(What is asked):
a) Answer the following questions using the comment thread on nuclear power in China below.
(i) How many nuclear power plants does China have under construction, and how many does the US have?
(ii) What is China's current nuclear generation figure?
(iii) According to the last comment, what would power the windmills used to blow away pollution?
b) Filter the records below, keeping only the lines that contain the string "black".

(Text segment):
-- START --

China has 20 nuclear power plants under construction (vs 4 in the US). They are planning to build more. China is hoping to nearly double their current nuclear generation (32GW) in the next 3 and a half years. At that rate, they’ll easily pass the US (100GW nuclear generation) within a decade.. Considering that it takes some time and specialized resources to plan, build, and provision a nuclear facility, they are likely already expanding nuclear as fast as is practical..
https://en.wikipedia.org/wiki/Nuclear_power_in_China.

Bryan A
Reply to  Don K
May 17, 2017 5:53 am

But, nuclear power production in China doesn’t face the same lengthy and costly process that new generation in the U.S. faces. Since it is a State run regime, the State is in control of the costs. Shoot, they don’t even have to deal with Big Green EcoZealots (they have Tanks for that)

May 17, 2017 5:49 am

I wonder how well solar plants (pv or thermal) would work in the polluted air, and I’ll bet that windmills wouldn’t be too effective without the wind to blow the pollution away.

Marv
Reply to  Robert
May 17, 2017 6:25 am

If gigantic fans were set up to blow the pollution away then the wind generated by the gigantic fans could also power the windmills.

Auto
Reply to  Marv
May 17, 2017 1:12 pm

And the windmills will produce power to run the gigantic fans.
Wheeee – perpetual motion, and with 20% off the top to make solar panels.
We-e-ell, the science is settled!
Sign me up for a million’s worth.
Auto
PS – Mods – yes, you guessed – /SARC.
In Wonderful Widescreen and Glorious Technicolor.

ferdberple
Reply to  Marv
May 18, 2017 7:05 am

gigantic fans were set up to blow the pollution away
=====================
using power from the coal plants, windmills can be used to blow away pollution rather than generate electricity.

-- END --

(Materials provided):
-- START --

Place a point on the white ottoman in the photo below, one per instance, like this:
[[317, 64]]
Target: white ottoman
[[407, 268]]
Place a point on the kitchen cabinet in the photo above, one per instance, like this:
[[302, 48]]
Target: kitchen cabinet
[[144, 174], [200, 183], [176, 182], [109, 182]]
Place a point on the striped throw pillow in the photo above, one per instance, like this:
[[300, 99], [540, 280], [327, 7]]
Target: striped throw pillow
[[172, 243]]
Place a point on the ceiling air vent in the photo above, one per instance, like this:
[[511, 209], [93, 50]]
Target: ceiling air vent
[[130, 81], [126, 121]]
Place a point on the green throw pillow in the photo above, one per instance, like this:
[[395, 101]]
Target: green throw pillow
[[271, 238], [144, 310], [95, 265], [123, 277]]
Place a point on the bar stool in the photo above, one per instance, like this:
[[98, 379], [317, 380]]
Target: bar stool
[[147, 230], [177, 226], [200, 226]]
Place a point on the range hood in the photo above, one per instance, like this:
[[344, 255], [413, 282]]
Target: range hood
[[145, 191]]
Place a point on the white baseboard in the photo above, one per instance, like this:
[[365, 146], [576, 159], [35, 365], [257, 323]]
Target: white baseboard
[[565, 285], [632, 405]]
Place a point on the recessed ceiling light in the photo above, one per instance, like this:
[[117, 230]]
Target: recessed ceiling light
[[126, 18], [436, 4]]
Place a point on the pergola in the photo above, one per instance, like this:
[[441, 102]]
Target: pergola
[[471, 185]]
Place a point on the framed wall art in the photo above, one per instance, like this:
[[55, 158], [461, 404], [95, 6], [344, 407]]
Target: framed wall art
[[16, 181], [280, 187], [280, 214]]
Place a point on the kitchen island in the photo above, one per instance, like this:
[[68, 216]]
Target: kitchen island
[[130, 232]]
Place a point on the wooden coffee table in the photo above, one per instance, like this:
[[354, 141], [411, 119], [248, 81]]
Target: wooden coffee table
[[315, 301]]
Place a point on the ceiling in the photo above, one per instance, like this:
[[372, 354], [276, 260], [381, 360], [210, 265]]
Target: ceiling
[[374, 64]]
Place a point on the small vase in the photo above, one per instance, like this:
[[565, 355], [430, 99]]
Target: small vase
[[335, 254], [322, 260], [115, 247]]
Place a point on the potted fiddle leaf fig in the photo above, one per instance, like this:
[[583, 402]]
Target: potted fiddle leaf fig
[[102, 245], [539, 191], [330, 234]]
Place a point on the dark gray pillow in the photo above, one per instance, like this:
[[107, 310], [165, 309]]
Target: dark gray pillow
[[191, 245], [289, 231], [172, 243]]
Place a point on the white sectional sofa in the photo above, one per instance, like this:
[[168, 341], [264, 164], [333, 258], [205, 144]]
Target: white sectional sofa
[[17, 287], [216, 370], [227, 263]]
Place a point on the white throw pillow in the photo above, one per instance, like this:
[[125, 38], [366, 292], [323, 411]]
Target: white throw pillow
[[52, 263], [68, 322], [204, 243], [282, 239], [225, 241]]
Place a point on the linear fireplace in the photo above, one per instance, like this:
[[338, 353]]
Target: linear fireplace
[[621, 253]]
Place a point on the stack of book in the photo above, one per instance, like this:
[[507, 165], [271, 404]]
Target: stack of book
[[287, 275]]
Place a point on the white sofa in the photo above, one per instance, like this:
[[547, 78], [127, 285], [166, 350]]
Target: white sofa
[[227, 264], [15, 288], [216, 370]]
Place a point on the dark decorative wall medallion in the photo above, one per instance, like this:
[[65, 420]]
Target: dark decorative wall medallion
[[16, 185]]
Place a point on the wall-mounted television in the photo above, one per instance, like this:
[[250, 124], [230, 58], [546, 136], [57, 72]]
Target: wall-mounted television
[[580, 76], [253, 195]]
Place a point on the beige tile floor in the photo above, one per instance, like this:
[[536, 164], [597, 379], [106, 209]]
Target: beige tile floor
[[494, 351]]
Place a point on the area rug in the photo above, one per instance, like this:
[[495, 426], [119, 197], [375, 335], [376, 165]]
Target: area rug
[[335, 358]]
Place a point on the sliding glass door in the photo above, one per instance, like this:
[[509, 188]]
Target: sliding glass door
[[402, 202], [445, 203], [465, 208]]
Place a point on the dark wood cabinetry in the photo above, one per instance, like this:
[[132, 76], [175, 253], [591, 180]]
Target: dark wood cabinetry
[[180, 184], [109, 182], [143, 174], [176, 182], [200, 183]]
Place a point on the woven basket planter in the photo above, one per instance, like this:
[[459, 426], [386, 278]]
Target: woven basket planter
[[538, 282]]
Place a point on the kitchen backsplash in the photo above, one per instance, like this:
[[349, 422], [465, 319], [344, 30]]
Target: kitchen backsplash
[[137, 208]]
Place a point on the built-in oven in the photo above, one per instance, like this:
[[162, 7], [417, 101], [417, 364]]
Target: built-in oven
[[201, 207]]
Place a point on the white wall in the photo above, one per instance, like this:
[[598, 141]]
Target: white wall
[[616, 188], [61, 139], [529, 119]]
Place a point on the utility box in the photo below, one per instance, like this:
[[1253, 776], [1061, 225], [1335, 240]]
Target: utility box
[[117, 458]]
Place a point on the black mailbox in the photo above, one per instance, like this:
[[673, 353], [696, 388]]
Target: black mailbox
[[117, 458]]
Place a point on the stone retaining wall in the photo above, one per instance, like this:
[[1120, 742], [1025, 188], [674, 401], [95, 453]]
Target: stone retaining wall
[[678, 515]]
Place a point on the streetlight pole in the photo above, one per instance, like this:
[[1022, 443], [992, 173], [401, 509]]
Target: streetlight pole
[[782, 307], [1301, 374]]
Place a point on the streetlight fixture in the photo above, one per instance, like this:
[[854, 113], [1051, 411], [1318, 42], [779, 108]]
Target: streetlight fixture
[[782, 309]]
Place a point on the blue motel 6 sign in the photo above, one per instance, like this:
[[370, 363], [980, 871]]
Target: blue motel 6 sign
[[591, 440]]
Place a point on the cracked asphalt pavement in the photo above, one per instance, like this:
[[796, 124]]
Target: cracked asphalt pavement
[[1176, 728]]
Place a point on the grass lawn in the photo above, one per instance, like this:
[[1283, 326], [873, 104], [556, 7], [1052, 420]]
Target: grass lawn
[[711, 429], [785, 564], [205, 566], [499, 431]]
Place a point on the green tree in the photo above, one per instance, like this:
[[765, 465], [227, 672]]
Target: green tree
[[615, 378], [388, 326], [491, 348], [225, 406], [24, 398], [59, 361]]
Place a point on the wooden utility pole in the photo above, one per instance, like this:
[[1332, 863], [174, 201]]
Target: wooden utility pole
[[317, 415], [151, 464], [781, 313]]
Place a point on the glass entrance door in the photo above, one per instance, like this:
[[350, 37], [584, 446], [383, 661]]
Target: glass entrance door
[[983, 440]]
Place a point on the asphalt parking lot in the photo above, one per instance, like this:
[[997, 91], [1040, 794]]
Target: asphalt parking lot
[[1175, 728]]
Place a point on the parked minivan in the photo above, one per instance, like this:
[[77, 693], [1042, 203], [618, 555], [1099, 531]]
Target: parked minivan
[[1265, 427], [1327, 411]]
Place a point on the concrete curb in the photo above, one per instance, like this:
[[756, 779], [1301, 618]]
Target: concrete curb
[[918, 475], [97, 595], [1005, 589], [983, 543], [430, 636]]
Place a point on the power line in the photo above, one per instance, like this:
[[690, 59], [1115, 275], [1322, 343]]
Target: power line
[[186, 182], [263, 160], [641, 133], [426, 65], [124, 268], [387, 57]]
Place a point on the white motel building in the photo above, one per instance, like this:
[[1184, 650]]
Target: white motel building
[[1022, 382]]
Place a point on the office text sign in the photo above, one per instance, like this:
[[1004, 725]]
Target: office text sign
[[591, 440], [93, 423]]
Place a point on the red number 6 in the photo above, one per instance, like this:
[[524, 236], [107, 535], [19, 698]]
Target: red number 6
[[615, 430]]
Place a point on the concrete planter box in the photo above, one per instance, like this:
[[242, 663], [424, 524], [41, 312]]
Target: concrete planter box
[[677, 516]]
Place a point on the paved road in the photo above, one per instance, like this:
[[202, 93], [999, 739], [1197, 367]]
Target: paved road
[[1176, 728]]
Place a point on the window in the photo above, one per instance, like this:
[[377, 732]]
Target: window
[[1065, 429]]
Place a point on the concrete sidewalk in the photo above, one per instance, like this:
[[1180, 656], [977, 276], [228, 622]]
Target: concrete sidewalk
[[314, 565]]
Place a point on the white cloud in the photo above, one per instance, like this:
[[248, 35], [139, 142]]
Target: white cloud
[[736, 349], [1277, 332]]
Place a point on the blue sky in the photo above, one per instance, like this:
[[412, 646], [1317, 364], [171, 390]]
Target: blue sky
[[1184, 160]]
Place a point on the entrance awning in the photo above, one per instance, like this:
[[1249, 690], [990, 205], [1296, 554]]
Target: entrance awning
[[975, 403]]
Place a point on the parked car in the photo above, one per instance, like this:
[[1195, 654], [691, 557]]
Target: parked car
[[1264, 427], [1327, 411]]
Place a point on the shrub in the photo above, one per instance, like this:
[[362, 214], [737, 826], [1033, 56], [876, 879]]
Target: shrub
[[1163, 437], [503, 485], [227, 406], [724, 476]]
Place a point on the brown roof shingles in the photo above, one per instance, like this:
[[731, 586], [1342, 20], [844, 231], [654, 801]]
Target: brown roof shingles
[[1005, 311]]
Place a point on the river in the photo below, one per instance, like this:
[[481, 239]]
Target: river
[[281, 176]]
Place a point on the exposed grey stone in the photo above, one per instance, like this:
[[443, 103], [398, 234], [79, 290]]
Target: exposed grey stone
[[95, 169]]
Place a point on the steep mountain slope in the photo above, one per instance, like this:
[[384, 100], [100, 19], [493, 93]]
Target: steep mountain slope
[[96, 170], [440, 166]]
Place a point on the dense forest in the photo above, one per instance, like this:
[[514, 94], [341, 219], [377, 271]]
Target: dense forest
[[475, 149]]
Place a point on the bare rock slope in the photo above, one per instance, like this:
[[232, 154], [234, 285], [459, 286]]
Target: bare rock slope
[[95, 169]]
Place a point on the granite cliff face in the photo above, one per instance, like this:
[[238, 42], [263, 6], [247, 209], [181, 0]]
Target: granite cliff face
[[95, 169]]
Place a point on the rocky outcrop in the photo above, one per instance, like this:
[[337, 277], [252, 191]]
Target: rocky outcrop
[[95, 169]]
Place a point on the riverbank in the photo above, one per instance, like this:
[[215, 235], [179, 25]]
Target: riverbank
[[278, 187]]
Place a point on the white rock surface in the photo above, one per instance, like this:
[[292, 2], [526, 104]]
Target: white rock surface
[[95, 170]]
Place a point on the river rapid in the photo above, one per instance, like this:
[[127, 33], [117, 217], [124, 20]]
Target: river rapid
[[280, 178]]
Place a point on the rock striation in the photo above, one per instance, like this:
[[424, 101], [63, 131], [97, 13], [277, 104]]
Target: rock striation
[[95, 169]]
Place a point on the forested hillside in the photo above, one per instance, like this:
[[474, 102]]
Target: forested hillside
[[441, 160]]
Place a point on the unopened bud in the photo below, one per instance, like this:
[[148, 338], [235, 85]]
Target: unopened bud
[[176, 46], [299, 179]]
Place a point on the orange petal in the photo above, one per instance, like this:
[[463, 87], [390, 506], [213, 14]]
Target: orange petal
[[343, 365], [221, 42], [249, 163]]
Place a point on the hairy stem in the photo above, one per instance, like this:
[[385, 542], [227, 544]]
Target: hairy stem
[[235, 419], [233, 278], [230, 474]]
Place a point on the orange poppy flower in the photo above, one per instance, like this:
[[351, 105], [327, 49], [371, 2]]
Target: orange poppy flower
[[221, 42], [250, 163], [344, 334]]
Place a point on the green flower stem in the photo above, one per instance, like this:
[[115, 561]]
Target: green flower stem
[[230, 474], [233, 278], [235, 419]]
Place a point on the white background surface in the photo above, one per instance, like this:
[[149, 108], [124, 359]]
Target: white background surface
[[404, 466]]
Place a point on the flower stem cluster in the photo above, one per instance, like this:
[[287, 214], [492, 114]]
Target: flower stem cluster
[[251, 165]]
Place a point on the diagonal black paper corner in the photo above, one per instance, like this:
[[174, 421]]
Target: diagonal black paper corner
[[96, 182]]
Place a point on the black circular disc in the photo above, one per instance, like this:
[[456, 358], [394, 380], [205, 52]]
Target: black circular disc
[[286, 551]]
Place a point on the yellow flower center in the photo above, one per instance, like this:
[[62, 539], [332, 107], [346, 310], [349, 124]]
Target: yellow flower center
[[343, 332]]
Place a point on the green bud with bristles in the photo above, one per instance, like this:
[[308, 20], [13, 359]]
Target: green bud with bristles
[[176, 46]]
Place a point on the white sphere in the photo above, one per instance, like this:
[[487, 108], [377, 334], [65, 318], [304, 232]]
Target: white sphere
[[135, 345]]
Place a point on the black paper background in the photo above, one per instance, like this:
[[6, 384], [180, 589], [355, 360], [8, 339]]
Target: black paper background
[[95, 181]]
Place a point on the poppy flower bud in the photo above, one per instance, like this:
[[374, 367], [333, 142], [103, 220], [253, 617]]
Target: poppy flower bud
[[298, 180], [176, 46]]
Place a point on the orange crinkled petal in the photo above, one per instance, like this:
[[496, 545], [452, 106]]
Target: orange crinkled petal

-- END --

(Answers to each task):
a)
(i) China has 20 nuclear power plants under construction; the US has 4.
(ii) 32GW.
(iii) Power from the coal plants.

b)
Place a point on the black mailbox in the photo above, one per instance, like this:
Target: black mailbox
Place a point on the diagonal black paper corner in the photo above, one per instance, like this:
Target: diagonal black paper corner
Place a point on the black circular disc in the photo above, one per instance, like this:
Target: black circular disc
Place a point on the black paper background in the photo above, one per instance, like this:
Target: black paper background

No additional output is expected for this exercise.